◆ Data provided:
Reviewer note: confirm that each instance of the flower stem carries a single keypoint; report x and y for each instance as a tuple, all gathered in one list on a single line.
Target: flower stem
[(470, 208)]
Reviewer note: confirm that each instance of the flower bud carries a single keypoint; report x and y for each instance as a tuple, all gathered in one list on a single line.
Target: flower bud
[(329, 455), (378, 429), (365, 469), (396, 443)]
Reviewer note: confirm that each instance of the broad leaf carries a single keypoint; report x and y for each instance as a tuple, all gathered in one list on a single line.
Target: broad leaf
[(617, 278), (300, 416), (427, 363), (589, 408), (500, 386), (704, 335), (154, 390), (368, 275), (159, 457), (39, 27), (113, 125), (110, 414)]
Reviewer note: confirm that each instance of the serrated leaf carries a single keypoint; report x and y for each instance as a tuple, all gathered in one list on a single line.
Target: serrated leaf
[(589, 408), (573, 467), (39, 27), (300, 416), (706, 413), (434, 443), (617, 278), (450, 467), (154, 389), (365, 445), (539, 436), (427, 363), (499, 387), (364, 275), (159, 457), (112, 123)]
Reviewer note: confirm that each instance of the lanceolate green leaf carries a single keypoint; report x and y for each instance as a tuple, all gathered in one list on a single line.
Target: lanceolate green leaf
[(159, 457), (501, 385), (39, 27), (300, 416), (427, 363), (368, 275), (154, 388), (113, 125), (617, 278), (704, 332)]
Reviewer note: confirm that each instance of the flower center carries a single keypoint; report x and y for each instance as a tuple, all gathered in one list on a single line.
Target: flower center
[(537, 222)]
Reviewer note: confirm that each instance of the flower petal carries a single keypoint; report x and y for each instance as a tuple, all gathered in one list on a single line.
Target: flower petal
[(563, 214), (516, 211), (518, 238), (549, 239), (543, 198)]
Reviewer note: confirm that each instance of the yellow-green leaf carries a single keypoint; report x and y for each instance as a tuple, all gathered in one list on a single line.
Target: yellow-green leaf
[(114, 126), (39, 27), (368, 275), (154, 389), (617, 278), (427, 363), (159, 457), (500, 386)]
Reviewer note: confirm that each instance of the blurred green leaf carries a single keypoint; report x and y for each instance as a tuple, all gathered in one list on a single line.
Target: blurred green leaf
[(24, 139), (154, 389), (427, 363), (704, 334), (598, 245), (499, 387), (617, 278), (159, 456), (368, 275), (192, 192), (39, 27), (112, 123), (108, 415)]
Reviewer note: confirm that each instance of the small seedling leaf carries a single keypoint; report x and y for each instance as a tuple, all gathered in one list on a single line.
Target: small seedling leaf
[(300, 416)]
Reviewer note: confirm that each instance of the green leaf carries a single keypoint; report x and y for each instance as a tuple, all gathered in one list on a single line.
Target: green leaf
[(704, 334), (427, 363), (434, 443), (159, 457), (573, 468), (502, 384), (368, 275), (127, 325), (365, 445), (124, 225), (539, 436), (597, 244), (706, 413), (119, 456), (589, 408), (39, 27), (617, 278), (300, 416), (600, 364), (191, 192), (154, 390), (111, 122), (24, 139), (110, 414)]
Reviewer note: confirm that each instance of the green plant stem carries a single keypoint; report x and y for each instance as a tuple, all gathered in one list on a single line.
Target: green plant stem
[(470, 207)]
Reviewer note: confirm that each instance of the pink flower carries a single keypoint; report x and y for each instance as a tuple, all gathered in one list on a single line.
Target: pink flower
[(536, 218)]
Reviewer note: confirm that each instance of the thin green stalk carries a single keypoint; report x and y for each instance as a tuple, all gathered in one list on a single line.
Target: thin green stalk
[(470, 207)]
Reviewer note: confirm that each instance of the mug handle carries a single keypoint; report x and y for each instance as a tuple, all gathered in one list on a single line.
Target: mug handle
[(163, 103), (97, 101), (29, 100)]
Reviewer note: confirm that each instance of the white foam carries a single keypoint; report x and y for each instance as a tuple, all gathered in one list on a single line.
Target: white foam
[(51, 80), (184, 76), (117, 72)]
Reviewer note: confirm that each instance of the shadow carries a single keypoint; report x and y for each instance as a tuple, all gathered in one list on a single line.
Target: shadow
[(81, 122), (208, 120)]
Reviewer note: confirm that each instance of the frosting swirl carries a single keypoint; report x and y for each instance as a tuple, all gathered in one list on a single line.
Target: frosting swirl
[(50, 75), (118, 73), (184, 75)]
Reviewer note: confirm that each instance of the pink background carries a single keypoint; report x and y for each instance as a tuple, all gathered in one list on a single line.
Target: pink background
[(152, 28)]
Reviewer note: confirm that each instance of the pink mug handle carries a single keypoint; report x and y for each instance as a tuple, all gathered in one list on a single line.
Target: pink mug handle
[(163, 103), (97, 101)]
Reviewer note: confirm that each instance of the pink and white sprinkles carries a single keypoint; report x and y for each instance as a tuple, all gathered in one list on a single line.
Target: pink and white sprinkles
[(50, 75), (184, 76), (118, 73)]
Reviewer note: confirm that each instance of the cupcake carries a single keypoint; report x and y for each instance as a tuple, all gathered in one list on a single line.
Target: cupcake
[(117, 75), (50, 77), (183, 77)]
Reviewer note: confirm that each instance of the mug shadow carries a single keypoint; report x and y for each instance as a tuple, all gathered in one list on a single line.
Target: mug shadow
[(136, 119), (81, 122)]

◆ What you are asked to do: Return the material in full, exactly as shown.

◆ Problem solution:
Reviewer note: confirm that each instance of the flower stem carries a single keypoint; report x and y for each instance as a tuple, all gathered in one list on a single line.
Target: flower stem
[(470, 208)]
Reviewer note: confirm that each instance of the flower bud carries a single keypoint; report x and y for each instance as a tuple, all gathered in one list on a single line.
Target: flower bud
[(329, 455), (378, 429), (365, 469), (396, 443)]
Reviewer note: confirm that each instance of the broad leaf carries a single keypoint; report x and y for each instance as a tuple, all gathered in one list on a single line.
Target: broad leaf
[(617, 278), (300, 416), (427, 363), (589, 408), (500, 386), (704, 335), (154, 390), (368, 275), (159, 457), (39, 27), (113, 125), (110, 414)]
Reviewer note: confirm that each instance of the serrated leaf carries a single keypoint; report x and y for each instance as a tuple, all gathered in one list on a single line.
Target: serrated leaf
[(589, 408), (573, 467), (39, 27), (300, 416), (706, 413), (434, 443), (617, 278), (450, 467), (154, 389), (365, 445), (539, 436), (427, 363), (499, 387), (364, 275), (159, 457), (112, 123)]
Reviewer note: confirm that each instance of the lanceolate green leaf carries a single keypoint; report x and y for each instance as a tuple, all gathered in one list on a single line.
Target: lanceolate green leaf
[(159, 457), (501, 385), (39, 27), (300, 416), (427, 363), (368, 275), (154, 388), (113, 125), (617, 278), (704, 332)]
Reviewer note: confirm that each instance of the flower center carries a single keypoint; report x and y for each instance as a tuple, all gathered in one list on a single line.
Target: flower center
[(537, 222)]
Reviewer note: confirm that each instance of the flower petal carries a single keypoint; report x and y for each instance as a tuple, all gathered in one list on a single line.
Target: flower petal
[(563, 214), (516, 211), (518, 238), (549, 239), (543, 198)]
Reviewer note: confirm that each instance of the yellow-green leaf carries a single keypoint; report x and y for each instance as a tuple, all gathered in one list on a single line.
Target: yellow-green leaf
[(114, 126), (39, 27), (368, 275), (154, 389), (617, 278), (427, 363), (159, 457), (500, 386)]
Reviewer note: confirm that each instance of the blurred green leaf carries a single keypoint; report x and y for each instance as a tuple, all gathered in one list on a single line.
Target: blurred green leaf
[(24, 139), (154, 389), (427, 363), (704, 334), (598, 245), (499, 387), (617, 278), (159, 456), (368, 275), (192, 192), (39, 27), (112, 123), (108, 415)]
Reviewer note: confirm that each instance of the small seedling leaf carries a single keypoint; report x and y for each instance as a tuple, all gathered in one list on a single line.
Target: small seedling leaf
[(300, 416)]
Reviewer note: confirm that each instance of the green leaf carries a single keypoint; report x and y for each instance as a tuple, all gathered in one list on a single line.
Target: green leaf
[(704, 334), (427, 363), (434, 443), (159, 457), (573, 468), (502, 384), (368, 275), (127, 325), (365, 445), (124, 225), (539, 436), (597, 244), (706, 413), (119, 456), (589, 408), (39, 27), (617, 278), (300, 416), (600, 364), (191, 192), (154, 390), (111, 122), (24, 139), (110, 414)]
Reviewer note: confirm that each instance of the green plant stem carries a single keypoint; report x and y for each instance as a tuple, all gathered in one list on a single line.
Target: green plant stem
[(470, 207)]
Reviewer note: confirm that each instance of the pink flower carries a single keypoint; report x and y for each instance as a tuple, all gathered in one list on a single line.
Target: pink flower
[(536, 218)]
Reviewer note: confirm that each instance of the thin green stalk carries a single keypoint; report x and y for each instance as a tuple, all gathered in one list on a single line.
Target: thin green stalk
[(470, 207)]
Reviewer note: confirm that each instance of the mug handle carries a single keypoint; report x and y for each instance as a tuple, all gathered in one list on a single line.
Target: mug handle
[(163, 103), (97, 101), (29, 100)]
Reviewer note: confirm that each instance of the white foam carries a single keypoint; report x and y for each instance as a tuple, all gathered in one list on a single line.
Target: white foam
[(51, 80), (184, 76), (117, 72)]
Reviewer note: confirm that each instance of the shadow carries a single keypoint; report x and y for each instance as a tuple, all gathered in one list on a single line.
Target: shadow
[(81, 122), (208, 120)]
Reviewer note: confirm that each instance of the frosting swirl carries a single keypoint; report x and y for each instance as a tuple, all gathered in one list on a single line.
Target: frosting swirl
[(50, 75), (118, 73), (184, 75)]
Reviewer note: confirm that each instance of the pink background carries a single keypoint; report x and y for each instance as a tuple, all gathered in one list on a single line.
Target: pink background
[(152, 28)]
Reviewer note: confirm that each instance of the pink mug handle carries a single keypoint; report x and y for each instance as a tuple, all gathered in one list on a single line.
Target: pink mug handle
[(163, 103), (97, 101)]
Reviewer note: confirm that each instance of the pink and white sprinkles carries a single keypoint; report x and y for each instance as a tuple, all gathered in one list on a single line.
Target: pink and white sprinkles
[(50, 75), (184, 76), (118, 73)]
Reviewer note: confirm that each instance of the cupcake carries a single keypoint; report x and y for each instance as a tuple, all gathered in one list on a single line.
Target: cupcake
[(117, 75), (50, 77), (183, 77)]
Reviewer note: confirm that each instance of the mug shadow carries a single keypoint; report x and y for each instance as a tuple, all gathered in one list on a single line.
Target: mug shadow
[(136, 119), (81, 122)]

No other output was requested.